§ **DESCRIPTION OF THE TASK**:
Leaving out the pictures, transcribe all of the records faithfully.
** Start **
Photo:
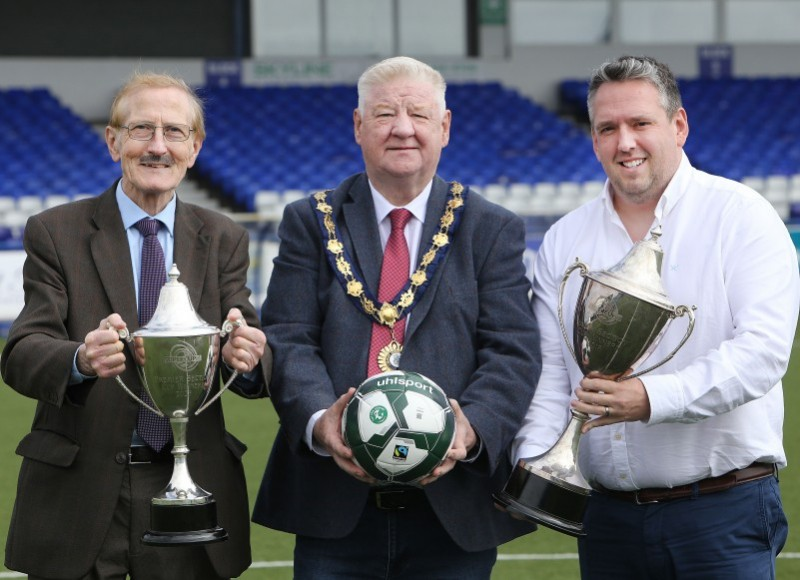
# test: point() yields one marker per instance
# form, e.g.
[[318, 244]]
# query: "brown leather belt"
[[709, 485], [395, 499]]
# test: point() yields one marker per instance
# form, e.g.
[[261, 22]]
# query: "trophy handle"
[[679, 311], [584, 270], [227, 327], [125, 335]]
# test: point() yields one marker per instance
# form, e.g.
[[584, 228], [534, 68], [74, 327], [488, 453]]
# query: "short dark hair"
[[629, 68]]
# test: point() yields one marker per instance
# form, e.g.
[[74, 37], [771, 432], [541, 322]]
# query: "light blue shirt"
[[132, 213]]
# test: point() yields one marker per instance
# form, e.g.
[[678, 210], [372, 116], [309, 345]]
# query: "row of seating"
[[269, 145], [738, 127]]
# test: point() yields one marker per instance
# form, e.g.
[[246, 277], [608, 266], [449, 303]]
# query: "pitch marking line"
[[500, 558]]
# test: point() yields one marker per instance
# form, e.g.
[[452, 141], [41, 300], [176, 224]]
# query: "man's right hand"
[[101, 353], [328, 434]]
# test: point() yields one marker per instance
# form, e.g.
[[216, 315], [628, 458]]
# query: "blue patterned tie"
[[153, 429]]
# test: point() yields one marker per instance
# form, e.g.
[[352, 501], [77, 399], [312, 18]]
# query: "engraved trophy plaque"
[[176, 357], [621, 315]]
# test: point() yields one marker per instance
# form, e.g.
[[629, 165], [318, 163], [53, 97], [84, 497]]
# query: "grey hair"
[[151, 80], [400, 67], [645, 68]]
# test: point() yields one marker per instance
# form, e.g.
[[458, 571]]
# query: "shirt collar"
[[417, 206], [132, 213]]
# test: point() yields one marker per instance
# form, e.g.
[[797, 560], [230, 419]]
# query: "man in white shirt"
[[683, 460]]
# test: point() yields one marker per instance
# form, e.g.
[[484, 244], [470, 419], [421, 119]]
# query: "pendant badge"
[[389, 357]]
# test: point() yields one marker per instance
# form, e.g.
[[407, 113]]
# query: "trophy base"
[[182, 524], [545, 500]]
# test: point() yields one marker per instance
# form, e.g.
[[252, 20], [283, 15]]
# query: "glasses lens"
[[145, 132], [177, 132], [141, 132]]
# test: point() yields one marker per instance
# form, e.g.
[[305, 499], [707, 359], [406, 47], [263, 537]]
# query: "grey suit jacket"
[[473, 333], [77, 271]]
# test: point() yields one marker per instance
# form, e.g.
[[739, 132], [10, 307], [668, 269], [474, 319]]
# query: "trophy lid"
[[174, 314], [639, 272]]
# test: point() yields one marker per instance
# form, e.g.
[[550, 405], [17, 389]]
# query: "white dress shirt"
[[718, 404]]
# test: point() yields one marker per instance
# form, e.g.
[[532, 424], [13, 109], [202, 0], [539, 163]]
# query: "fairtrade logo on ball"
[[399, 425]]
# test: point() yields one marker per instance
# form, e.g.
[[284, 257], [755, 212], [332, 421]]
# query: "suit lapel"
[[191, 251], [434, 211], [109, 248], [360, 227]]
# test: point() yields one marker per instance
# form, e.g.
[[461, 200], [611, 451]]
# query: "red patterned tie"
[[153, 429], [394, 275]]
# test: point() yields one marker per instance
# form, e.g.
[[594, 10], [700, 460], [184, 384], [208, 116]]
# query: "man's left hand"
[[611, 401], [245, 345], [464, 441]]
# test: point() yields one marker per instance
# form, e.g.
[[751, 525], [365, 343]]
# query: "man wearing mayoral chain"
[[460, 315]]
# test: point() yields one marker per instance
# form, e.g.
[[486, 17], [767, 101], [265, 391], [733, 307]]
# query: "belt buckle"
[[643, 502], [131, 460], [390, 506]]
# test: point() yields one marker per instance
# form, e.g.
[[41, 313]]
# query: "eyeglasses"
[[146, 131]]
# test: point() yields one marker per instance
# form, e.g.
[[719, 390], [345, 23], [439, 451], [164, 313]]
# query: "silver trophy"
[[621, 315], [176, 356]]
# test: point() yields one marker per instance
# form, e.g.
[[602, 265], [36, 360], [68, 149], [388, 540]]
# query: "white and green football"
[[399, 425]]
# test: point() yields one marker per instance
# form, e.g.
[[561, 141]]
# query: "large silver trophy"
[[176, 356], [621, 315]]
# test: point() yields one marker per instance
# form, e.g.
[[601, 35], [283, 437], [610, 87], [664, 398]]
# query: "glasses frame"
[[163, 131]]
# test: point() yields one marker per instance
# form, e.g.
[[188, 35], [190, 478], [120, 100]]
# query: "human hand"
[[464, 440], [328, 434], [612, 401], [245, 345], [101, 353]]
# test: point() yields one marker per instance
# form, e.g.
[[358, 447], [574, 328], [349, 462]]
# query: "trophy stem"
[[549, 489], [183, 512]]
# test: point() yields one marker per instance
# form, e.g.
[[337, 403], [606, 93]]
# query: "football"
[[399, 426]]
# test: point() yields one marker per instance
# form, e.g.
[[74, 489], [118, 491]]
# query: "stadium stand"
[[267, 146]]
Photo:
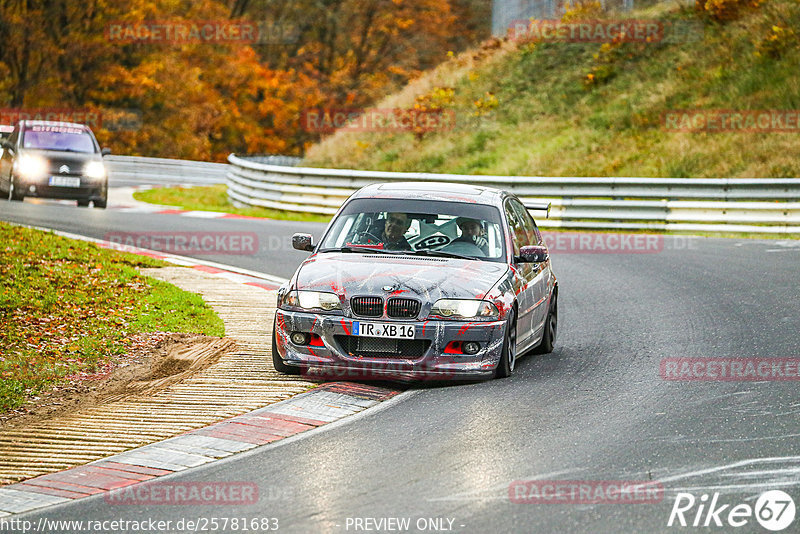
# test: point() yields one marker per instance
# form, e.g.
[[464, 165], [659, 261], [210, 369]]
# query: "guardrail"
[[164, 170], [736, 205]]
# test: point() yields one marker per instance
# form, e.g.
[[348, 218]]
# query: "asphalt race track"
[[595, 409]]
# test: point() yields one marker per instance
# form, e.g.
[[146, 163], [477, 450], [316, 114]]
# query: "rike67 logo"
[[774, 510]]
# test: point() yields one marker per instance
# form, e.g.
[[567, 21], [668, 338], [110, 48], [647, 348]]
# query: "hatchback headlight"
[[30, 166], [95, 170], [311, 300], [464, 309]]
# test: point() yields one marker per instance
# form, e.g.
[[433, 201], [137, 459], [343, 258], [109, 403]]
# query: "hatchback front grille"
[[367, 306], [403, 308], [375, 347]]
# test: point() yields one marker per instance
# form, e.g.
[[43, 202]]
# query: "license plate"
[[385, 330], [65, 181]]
** End **
§ **RESULT FOR THIS EXERCISE**:
Photo:
# test: point() yields one marker per instance
# form, e.g.
[[318, 244]]
# query: "brown leather belt"
[[709, 485], [395, 499]]
# test: point() yields one marker per instance
# form, e.g.
[[261, 22]]
# query: "trophy handle"
[[679, 311], [584, 270], [227, 327], [125, 335]]
# test: point() yields one marker per instance
# form, e.g.
[[584, 228], [534, 68], [74, 327], [488, 453]]
# query: "short dark hair"
[[629, 68]]
# test: point() yields one marker per instance
# form, e.g.
[[74, 37], [771, 432], [541, 322]]
# query: "light blue shirt"
[[132, 213]]
# test: point() yields one marker per instance
# form, e.g.
[[678, 210], [372, 116], [309, 345]]
# query: "row of seating"
[[269, 145], [738, 127]]
# test: point() yields one marker per instance
# form, e.g.
[[246, 277], [608, 266], [449, 303]]
# query: "pitch marking line"
[[500, 558]]
# test: point() yields one marker per instance
# form, e.g.
[[452, 141], [41, 300], [176, 224]]
# query: "man's right hand"
[[101, 353], [328, 434]]
# test: point() yields one marker per instance
# form, e.g.
[[216, 315], [628, 458]]
# query: "blue patterned tie"
[[153, 429]]
# test: point() yields one marker per instance
# form, e.g.
[[352, 501], [77, 399], [312, 18]]
# query: "engraved trophy plaque"
[[176, 357], [621, 315]]
# test: point() yields one marker per instance
# form, e.g.
[[629, 165], [318, 163], [53, 97], [84, 497]]
# query: "grey hair"
[[151, 80], [400, 67], [645, 68]]
# test: point() yields one marker per instance
# form, e.g.
[[458, 571]]
# query: "shirt collar"
[[417, 206], [132, 213]]
# test: point() yields one marker per instance
# form, e.g.
[[797, 560], [230, 419]]
# query: "man in white shirt"
[[683, 460]]
# test: point() yields one marker per instance
# form, e.g.
[[484, 244], [470, 419], [421, 119]]
# query: "pendant badge"
[[389, 357]]
# test: point() yields one marker per instance
# form, e.g.
[[407, 113]]
# query: "trophy base"
[[182, 524], [545, 500]]
# test: point() yields one marker per instance
# form, e.g.
[[252, 20], [283, 15]]
# query: "glasses lens"
[[145, 132], [177, 132], [141, 132]]
# test: point() yields one marker per instance
# form, e.g.
[[305, 499], [707, 359], [406, 47], [263, 537]]
# query: "grey suit jacket"
[[473, 333], [77, 271]]
# test: point() yields one marker per instance
# form, e.g.
[[739, 132], [10, 307], [668, 269], [474, 319]]
# query: "trophy lid"
[[174, 314], [639, 272]]
# test: point() yields one marker per instance
# form, e.g.
[[550, 405], [17, 389]]
# query: "white dress shirt"
[[718, 404]]
# test: point() yields one marker per instance
# form, e.g.
[[532, 424], [13, 109], [202, 0], [539, 163]]
# query: "fairtrade logo on ball"
[[399, 425]]
# test: point() yields one marker per instance
# form, e.g.
[[284, 257], [755, 212], [332, 421]]
# query: "suit lapel"
[[191, 251], [434, 211], [109, 248], [360, 227]]
# test: point() yields one marker per instance
# form, e.g.
[[461, 200], [611, 451]]
# query: "red patterned tie"
[[153, 429], [394, 275]]
# test: point() yields one marker per instance
# form, e.g.
[[594, 10], [700, 460], [184, 384], [208, 116]]
# query: "man's left hand"
[[611, 401], [245, 345], [464, 441]]
# test: point() yields one marker per instance
# form, e.g.
[[751, 525], [365, 343]]
# query: "man wearing mayoral chain"
[[460, 315]]
# test: point() yields one marker per instance
# form, e.g.
[[486, 17], [767, 101], [265, 391], [733, 307]]
# query: "belt buckle"
[[643, 502], [131, 460], [390, 506]]
# test: point() yields one marker per instance
# form, e.g.
[[41, 313]]
# query: "eyeglasses"
[[146, 131]]
# test: point() yields one marker per instance
# form, e.g.
[[719, 390], [345, 23], [439, 451], [164, 313]]
# query: "silver trophy"
[[621, 315], [176, 356]]
# test: point() yields one marker per instance
# form, e.g.
[[602, 265], [36, 360], [68, 149], [388, 540]]
# query: "white and green football"
[[399, 425]]
# test: point() yields one marker per instance
# form, e.g.
[[561, 141]]
# query: "large silver trophy"
[[176, 356], [621, 315]]
# test: point() yields one marker per instance
# form, e.g.
[[601, 35], [283, 437], [610, 87], [664, 398]]
# query: "glasses frame"
[[163, 131]]
# test: point() yields one marker per instance
# form, e.g.
[[188, 35], [190, 478], [120, 100]]
# query: "human hand"
[[464, 440], [328, 434], [612, 401], [245, 345], [101, 353]]
# test: point() yields one marker per instance
# form, e.g.
[[358, 447], [574, 328], [349, 462]]
# query: "trophy stem"
[[549, 489], [183, 512]]
# test: point() yields one marker per instance
# form, e.g.
[[337, 403], [606, 93]]
# query: "football"
[[399, 426]]
# test: point() yields one marker per instance
# form, e.g.
[[74, 489], [118, 491]]
# query: "stadium stand"
[[267, 146]]
Photo:
# test: point() yields one marker per instance
# form, e.g.
[[464, 165], [659, 261], [210, 369]]
# query: "guardrail"
[[164, 170], [736, 205]]
# test: point() yields one marker per instance
# form, e.g.
[[348, 218]]
# query: "asphalt race track"
[[595, 409]]
# test: point() yields one marker per instance
# form, e.g.
[[146, 163], [477, 450], [316, 114]]
# query: "rike67 logo"
[[774, 510]]
# test: point() yields one marker per instance
# form, e.g.
[[567, 21], [668, 338], [110, 48], [647, 348]]
# query: "hatchback headlight"
[[30, 166], [95, 170], [311, 300], [464, 309]]
# test: point() yields one marker per instance
# form, e.g.
[[433, 201], [137, 459], [343, 258], [109, 403]]
# query: "hatchback front grille"
[[367, 306], [403, 308], [375, 347]]
# test: point() yields one marker per instance
# form, e.g.
[[43, 202]]
# query: "license plate"
[[385, 330], [65, 181]]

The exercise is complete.